──────── Provided records ────────

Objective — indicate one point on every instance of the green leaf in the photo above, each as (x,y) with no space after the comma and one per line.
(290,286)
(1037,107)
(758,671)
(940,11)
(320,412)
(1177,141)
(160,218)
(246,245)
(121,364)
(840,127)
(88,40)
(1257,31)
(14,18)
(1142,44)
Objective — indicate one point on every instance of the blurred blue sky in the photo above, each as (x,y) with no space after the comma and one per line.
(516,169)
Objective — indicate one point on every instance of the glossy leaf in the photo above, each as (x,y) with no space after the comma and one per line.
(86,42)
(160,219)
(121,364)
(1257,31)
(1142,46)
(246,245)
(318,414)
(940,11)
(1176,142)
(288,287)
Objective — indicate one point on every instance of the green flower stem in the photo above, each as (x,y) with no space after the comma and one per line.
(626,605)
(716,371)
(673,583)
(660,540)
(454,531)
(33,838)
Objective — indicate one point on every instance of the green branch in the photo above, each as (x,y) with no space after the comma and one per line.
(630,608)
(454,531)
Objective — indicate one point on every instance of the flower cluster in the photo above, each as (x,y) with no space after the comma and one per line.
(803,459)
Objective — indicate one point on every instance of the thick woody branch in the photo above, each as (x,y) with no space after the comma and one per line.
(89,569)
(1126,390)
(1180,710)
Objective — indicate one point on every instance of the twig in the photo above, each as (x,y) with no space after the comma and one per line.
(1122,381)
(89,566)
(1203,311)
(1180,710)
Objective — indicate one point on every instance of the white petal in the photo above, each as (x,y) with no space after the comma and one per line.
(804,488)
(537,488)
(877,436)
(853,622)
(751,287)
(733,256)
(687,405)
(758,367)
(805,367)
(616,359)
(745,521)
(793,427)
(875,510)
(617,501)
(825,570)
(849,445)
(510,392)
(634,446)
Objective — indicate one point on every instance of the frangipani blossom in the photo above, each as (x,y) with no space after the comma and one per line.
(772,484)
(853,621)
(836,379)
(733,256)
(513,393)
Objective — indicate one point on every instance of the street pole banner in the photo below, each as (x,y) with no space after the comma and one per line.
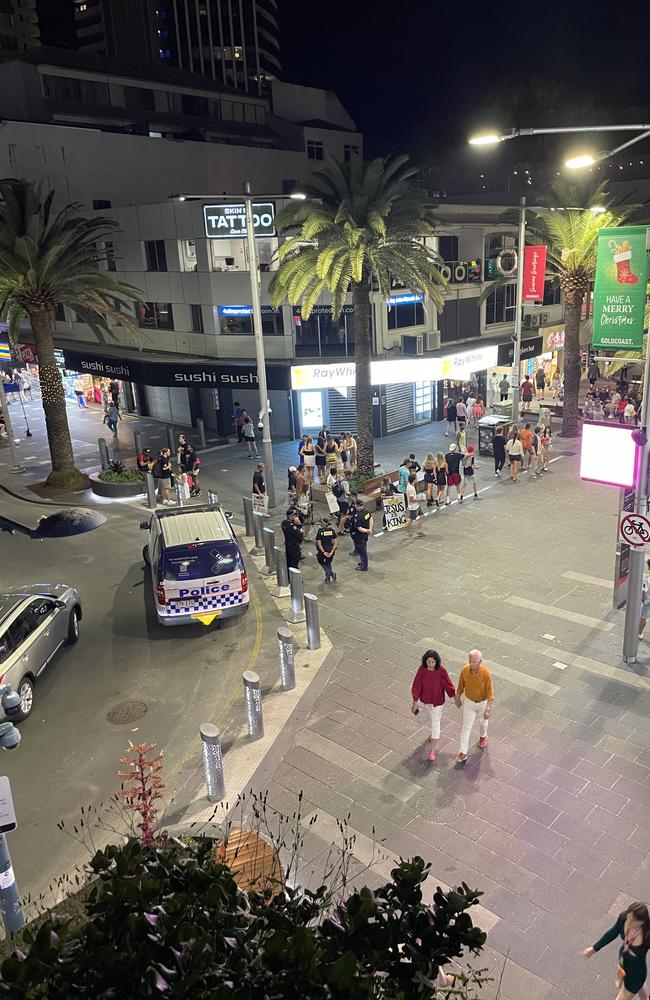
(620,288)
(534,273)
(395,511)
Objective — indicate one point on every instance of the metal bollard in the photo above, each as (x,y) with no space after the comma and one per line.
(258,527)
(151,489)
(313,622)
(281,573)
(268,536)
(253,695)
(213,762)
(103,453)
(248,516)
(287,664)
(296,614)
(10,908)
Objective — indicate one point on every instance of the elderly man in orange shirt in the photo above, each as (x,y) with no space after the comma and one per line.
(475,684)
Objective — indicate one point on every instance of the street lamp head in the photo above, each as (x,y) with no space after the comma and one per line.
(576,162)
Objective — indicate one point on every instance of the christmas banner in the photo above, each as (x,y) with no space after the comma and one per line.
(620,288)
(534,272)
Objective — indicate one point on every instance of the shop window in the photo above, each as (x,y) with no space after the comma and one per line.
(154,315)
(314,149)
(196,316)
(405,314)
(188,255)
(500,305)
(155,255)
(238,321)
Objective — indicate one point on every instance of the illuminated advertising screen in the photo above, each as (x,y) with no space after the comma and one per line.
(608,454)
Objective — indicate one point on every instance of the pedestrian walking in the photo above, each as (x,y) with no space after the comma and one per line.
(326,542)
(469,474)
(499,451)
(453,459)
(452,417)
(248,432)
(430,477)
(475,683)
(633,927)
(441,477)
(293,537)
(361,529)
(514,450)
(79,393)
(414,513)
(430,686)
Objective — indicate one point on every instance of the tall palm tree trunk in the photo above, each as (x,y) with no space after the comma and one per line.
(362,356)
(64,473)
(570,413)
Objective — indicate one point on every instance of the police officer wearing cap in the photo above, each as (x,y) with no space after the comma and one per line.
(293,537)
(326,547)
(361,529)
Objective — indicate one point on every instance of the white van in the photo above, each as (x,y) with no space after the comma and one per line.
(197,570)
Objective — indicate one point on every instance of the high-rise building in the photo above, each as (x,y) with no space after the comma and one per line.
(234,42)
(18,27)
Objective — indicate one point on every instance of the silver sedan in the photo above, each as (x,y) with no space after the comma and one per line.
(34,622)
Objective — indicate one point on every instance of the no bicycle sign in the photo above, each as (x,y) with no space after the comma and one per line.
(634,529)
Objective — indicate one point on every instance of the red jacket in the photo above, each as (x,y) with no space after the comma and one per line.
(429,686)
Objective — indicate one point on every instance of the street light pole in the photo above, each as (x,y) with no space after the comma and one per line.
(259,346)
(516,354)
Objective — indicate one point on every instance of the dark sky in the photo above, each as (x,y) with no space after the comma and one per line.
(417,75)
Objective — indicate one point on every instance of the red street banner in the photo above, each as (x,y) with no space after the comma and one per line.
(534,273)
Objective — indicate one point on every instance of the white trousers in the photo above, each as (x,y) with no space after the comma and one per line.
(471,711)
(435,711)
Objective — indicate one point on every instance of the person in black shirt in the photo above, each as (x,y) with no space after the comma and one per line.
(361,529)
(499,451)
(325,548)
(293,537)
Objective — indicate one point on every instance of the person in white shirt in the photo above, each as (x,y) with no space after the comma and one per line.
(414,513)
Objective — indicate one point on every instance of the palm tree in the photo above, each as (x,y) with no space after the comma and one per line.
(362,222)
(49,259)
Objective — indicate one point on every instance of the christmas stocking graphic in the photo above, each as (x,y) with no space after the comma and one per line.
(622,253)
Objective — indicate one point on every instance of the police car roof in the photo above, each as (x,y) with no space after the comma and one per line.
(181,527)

────────
──────── Provided records ────────

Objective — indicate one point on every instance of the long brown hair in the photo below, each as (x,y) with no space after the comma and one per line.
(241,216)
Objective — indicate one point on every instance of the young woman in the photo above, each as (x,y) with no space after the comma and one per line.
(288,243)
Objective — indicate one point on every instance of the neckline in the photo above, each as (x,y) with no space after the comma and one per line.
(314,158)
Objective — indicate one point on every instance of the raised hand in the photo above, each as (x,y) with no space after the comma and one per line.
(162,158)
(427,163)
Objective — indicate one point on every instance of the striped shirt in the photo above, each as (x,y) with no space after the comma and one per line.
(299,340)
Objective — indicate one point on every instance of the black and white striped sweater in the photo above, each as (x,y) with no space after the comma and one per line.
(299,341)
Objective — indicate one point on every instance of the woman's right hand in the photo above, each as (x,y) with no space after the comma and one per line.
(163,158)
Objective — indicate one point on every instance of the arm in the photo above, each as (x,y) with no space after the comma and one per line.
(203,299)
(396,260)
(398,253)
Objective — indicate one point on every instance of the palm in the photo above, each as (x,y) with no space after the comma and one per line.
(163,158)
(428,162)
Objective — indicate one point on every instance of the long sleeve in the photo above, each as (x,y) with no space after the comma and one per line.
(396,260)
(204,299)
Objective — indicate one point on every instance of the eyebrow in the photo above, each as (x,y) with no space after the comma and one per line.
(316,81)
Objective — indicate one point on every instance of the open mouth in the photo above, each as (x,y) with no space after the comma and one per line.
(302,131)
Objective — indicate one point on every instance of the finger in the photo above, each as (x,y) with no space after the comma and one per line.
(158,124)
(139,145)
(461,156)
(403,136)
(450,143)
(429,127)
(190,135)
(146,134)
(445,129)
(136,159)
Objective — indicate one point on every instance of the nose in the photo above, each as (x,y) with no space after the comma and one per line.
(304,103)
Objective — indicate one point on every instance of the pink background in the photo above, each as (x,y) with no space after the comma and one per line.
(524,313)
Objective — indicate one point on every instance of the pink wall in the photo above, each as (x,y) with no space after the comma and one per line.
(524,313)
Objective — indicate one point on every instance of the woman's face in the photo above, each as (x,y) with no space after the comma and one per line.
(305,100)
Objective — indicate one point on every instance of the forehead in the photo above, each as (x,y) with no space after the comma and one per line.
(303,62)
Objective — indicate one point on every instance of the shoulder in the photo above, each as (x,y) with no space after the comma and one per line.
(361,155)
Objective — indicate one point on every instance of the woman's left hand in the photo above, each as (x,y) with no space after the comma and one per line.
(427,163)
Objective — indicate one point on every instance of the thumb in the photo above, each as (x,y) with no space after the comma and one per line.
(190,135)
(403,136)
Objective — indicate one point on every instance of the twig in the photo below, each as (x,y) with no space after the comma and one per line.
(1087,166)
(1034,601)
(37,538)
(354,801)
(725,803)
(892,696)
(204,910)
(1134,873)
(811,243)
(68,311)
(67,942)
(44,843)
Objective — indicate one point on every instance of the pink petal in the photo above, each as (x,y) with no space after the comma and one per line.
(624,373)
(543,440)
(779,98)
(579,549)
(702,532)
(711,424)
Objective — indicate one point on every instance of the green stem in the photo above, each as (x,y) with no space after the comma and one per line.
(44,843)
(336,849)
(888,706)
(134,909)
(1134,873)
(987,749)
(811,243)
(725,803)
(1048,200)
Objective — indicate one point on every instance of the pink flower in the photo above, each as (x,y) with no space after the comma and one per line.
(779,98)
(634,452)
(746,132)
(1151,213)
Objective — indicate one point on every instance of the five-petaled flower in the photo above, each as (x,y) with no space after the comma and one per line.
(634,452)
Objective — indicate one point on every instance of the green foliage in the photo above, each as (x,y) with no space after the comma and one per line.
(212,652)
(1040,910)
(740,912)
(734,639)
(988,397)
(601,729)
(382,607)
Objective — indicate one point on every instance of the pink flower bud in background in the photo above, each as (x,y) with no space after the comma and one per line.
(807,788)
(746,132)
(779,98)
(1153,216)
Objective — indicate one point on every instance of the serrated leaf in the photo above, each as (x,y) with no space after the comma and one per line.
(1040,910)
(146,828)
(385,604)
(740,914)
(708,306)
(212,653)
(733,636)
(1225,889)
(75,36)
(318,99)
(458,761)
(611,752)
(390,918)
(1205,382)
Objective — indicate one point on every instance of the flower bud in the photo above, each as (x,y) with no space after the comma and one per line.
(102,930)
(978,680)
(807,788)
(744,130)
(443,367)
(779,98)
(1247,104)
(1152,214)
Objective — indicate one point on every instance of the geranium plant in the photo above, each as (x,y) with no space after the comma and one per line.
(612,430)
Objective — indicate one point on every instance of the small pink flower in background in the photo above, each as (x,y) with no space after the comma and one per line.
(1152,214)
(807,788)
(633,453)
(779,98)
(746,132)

────────

__Task goal__:
State how many lines of the entries above contain the word "below". Reply with the number alone.

__Result__:
3